* _Text under study_
Start of Block

DeduplicationResult

class DeduplicationResult(BaseModel):

The result of deduplication.

Attributes: original_texts (List[str]): The original texts. unique_ids (List[int]): A list of ids that are unique (not duplicates). unique_embeddings_dict (Dict[int, List[float]]): A mapping from the index of each unique text to its embedding. duplicate_to_target_map (Dict[int, int]): A mapping from the index of the duplicate text to the index of the text it is considered a duplicate of.

deduplicate_internally

def deduplicate_internally(
    texts: List[str],
    threshold: float = 0.65,
    embedding_instance: Optional[BaseEmbedding[str]] = None,
    embeddings: Optional[List[List[float]]] = None,
    strategy: Literal['top1', 'llm-supervise'] = 'top1',
    batch_size: int = 1000
):

Deduplicate a list of strings based on their cosine similarity.

You can either:

  1. Provide a CAMEL BaseEmbedding instance via embedding_instance to let this function handle the embedding internally, OR
  2. Directly pass a list of pre-computed embeddings to embeddings.

If both embedding_instance and embeddings are provided, the function will raise a ValueError to avoid ambiguous usage.

strategy is used to specify different strategies, where ‘top1’ selects the one with highest similarity, and ‘llm-supervise’ uses LLM to determine if texts are duplicates (not yet implemented).

Parameters:

  • texts (List[str]): The list of texts to be deduplicated.
  • threshold (float, optional): The similarity threshold for considering two texts as duplicates. (default: :obj:0.65)

End of Block

* _Provided data_

Start of Block

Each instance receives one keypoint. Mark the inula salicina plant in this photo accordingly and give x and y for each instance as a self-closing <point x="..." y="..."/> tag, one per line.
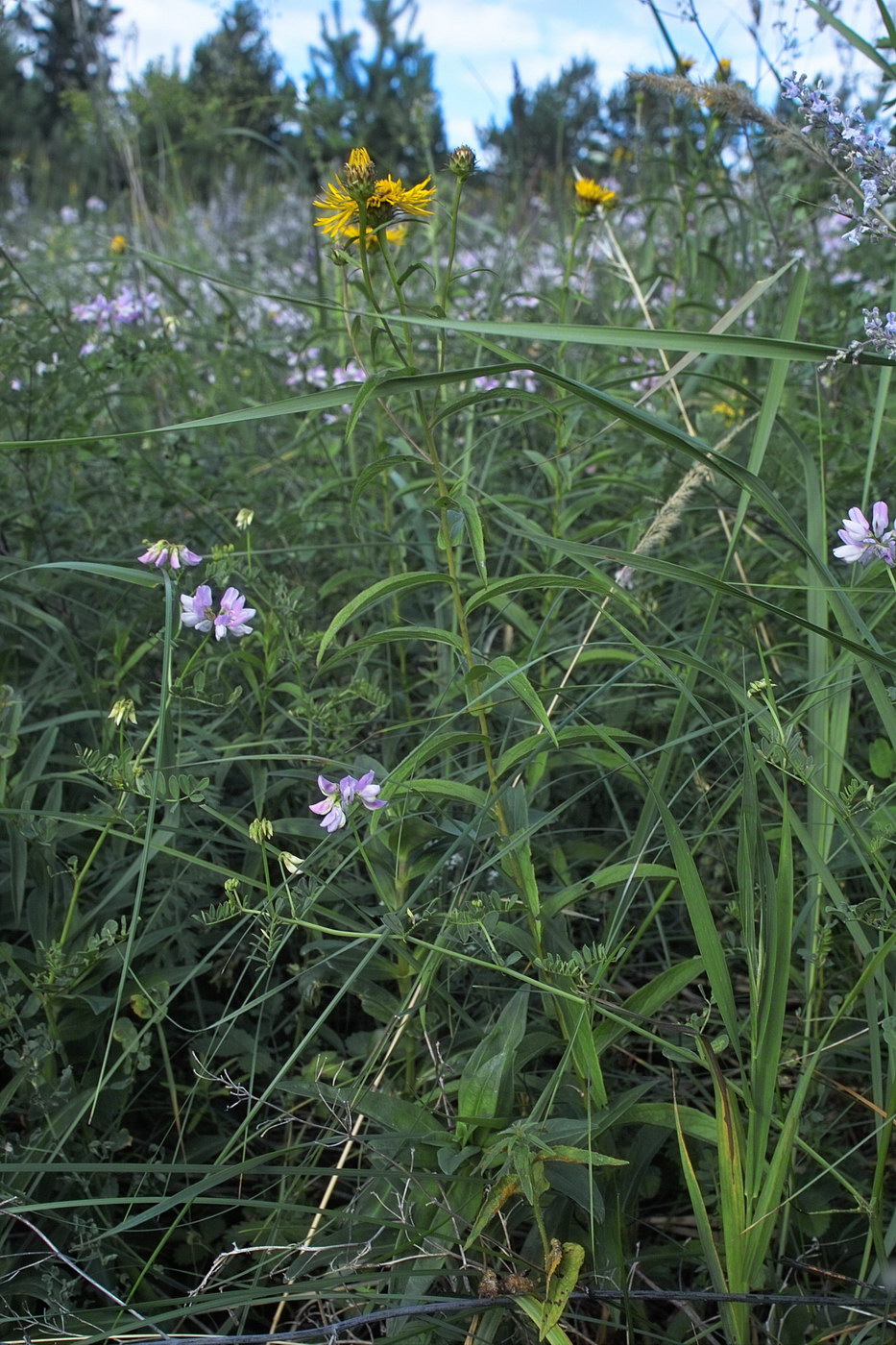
<point x="447" y="750"/>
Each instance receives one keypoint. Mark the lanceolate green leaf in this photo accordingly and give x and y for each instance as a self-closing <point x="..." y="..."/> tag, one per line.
<point x="395" y="585"/>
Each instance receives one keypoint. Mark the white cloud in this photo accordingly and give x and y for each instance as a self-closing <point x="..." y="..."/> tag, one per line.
<point x="475" y="42"/>
<point x="148" y="30"/>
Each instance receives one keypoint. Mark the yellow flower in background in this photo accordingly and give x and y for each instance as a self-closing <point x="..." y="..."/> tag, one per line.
<point x="386" y="199"/>
<point x="591" y="197"/>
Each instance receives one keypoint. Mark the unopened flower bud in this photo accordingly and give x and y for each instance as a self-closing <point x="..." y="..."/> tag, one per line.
<point x="260" y="830"/>
<point x="123" y="712"/>
<point x="291" y="864"/>
<point x="361" y="175"/>
<point x="462" y="161"/>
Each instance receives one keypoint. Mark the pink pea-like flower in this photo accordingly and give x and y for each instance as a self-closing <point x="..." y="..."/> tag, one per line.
<point x="233" y="615"/>
<point x="864" y="541"/>
<point x="168" y="553"/>
<point x="198" y="612"/>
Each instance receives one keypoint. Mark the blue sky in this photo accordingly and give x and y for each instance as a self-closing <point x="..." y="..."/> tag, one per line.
<point x="476" y="40"/>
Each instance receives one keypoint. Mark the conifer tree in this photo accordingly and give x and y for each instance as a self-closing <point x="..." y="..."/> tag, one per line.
<point x="237" y="77"/>
<point x="69" y="39"/>
<point x="385" y="101"/>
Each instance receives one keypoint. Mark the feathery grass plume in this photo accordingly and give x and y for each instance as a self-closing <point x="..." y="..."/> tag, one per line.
<point x="725" y="100"/>
<point x="670" y="513"/>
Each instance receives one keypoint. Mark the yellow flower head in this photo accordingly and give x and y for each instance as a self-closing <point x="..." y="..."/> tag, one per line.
<point x="591" y="195"/>
<point x="386" y="199"/>
<point x="361" y="175"/>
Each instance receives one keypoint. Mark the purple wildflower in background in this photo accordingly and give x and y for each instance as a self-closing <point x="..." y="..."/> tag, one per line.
<point x="125" y="308"/>
<point x="859" y="147"/>
<point x="168" y="553"/>
<point x="338" y="797"/>
<point x="864" y="541"/>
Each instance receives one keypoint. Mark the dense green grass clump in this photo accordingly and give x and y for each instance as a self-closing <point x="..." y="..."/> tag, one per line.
<point x="581" y="972"/>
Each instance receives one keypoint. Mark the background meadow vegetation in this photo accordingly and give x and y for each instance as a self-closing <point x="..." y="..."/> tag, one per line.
<point x="591" y="1028"/>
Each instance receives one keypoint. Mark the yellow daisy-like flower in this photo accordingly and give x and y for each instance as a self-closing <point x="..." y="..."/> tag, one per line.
<point x="591" y="195"/>
<point x="386" y="199"/>
<point x="396" y="235"/>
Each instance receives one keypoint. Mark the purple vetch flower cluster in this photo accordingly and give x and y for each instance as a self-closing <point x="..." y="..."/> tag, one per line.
<point x="127" y="308"/>
<point x="230" y="618"/>
<point x="864" y="541"/>
<point x="168" y="553"/>
<point x="859" y="147"/>
<point x="332" y="809"/>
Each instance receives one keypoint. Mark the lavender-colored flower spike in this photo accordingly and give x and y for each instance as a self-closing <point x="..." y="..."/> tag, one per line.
<point x="864" y="541"/>
<point x="168" y="553"/>
<point x="368" y="791"/>
<point x="328" y="810"/>
<point x="338" y="797"/>
<point x="233" y="615"/>
<point x="198" y="611"/>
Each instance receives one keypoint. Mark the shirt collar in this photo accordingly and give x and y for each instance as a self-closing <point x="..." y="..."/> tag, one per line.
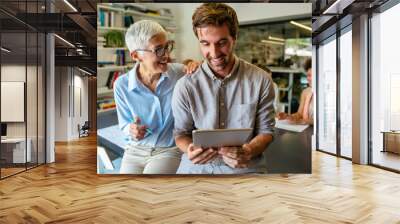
<point x="134" y="82"/>
<point x="211" y="74"/>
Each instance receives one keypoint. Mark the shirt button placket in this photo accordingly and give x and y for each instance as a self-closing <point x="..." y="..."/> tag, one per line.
<point x="222" y="111"/>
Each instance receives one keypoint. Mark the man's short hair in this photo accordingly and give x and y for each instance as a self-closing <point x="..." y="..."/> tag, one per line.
<point x="307" y="64"/>
<point x="139" y="34"/>
<point x="215" y="14"/>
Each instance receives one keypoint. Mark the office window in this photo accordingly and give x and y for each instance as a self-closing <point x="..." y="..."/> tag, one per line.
<point x="23" y="89"/>
<point x="326" y="76"/>
<point x="385" y="84"/>
<point x="346" y="93"/>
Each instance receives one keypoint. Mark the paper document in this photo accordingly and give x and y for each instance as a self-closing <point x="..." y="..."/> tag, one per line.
<point x="284" y="124"/>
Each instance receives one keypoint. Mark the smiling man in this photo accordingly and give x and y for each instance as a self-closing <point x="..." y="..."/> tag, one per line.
<point x="225" y="92"/>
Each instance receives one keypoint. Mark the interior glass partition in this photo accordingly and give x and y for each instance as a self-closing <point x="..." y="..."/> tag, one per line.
<point x="326" y="76"/>
<point x="385" y="89"/>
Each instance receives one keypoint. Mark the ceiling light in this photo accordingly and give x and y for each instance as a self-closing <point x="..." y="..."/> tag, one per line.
<point x="5" y="49"/>
<point x="301" y="25"/>
<point x="65" y="41"/>
<point x="70" y="5"/>
<point x="276" y="38"/>
<point x="272" y="42"/>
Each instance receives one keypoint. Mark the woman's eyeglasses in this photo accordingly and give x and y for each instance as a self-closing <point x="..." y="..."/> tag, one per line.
<point x="160" y="51"/>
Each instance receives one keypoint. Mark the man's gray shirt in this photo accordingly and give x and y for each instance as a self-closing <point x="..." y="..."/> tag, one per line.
<point x="244" y="99"/>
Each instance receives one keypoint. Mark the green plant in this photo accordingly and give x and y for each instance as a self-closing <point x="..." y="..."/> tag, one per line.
<point x="114" y="39"/>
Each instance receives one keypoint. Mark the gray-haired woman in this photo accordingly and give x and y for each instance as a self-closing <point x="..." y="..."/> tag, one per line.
<point x="143" y="98"/>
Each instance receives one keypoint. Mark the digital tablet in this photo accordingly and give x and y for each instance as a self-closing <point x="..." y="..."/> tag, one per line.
<point x="221" y="137"/>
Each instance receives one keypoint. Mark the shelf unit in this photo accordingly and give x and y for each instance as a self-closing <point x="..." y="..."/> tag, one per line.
<point x="289" y="88"/>
<point x="113" y="19"/>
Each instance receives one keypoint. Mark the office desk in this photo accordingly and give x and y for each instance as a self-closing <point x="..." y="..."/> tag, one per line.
<point x="391" y="141"/>
<point x="13" y="150"/>
<point x="290" y="152"/>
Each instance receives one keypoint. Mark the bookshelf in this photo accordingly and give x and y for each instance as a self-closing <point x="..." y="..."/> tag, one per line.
<point x="113" y="58"/>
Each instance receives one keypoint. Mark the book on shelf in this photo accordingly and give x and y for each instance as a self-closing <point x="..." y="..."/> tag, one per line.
<point x="128" y="21"/>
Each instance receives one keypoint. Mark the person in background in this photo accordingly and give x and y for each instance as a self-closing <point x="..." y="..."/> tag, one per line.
<point x="143" y="100"/>
<point x="305" y="113"/>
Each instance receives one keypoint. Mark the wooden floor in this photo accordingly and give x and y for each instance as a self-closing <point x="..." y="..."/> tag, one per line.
<point x="70" y="191"/>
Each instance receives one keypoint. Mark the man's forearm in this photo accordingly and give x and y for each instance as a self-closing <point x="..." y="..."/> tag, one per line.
<point x="259" y="143"/>
<point x="183" y="142"/>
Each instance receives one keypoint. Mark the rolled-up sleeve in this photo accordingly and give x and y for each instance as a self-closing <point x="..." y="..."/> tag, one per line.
<point x="183" y="119"/>
<point x="265" y="117"/>
<point x="123" y="112"/>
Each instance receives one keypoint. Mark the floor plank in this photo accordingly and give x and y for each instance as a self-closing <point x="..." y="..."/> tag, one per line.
<point x="70" y="191"/>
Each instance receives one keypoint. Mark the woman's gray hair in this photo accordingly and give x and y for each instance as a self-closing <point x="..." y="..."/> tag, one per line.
<point x="138" y="34"/>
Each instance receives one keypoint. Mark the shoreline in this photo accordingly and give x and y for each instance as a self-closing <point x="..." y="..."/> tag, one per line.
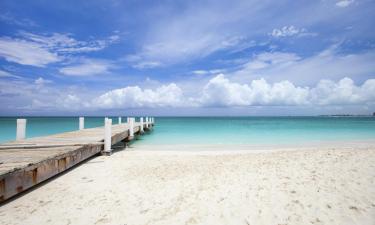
<point x="139" y="185"/>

End of Block

* _Work request A_
Using the deduplication documentation, answer each question in one line:
(i) What is the default value of the threshold parameter?
(ii) What does the function do if both embedding_instance and embeddings are provided?
(iii) What does duplicate_to_target_map map from and to?
* _Work request B_
For each statement, say yes or no as to whether the deduplication documentation supports it, and quote the words from the documentation that decide it:
(i) The 'llm-supervise' strategy is already implemented.
(ii) The default strategy is 'top1'.
(iii) The default batch_size is 500.
* _Work request C_
Resume the deduplication documentation after its last parameter entry.
The records are separate material, unrelated to the deduplication documentation.

* _Answer A_
(i) 0.65
(ii) It raises a ValueError.
(iii) From the index of the duplicate text to the index of the text it is considered a duplicate of.

* _Answer B_
(i) No: "(not yet implemented)"
(ii) Yes: "strategy: Literal['top1', 'llm-supervise'] = 'top1'"
(iii) No: "batch_size: int = 1000"

* _Answer C_
  • embedding_instance (Optional[BaseEmbedding[str]], optional): A CAMEL embedding instance for automatic embedding. (default: :obj:None)
  • embeddings (Optional[List[List[float]]], optional): Pre-computed embeddings of texts. Each element in the list corresponds to the embedding of the text in the same index of texts. (default: :obj:None)
  • strategy (Literal["top1", "llm-supervise"], optional): The strategy to use for deduplication. (default: :obj:"top1")
  • batch_size (int, optional): The size of the batch to use for calculating cosine similarities. (default: :obj:1000)

Returns:

DeduplicationResult: An object that contains:

  • original_texts: The original texts.
  • unique_ids: The unique ids after deduplication.
  • unique_embeddings_dict: A dict mapping from (unique) text id to its embedding.
  • duplicate_to_target_map: A dict mapping from the id of a duplicate text to the id of the text it is considered a duplicate of.

Raises:

  • NotImplementedError: If the strategy is not “top1”.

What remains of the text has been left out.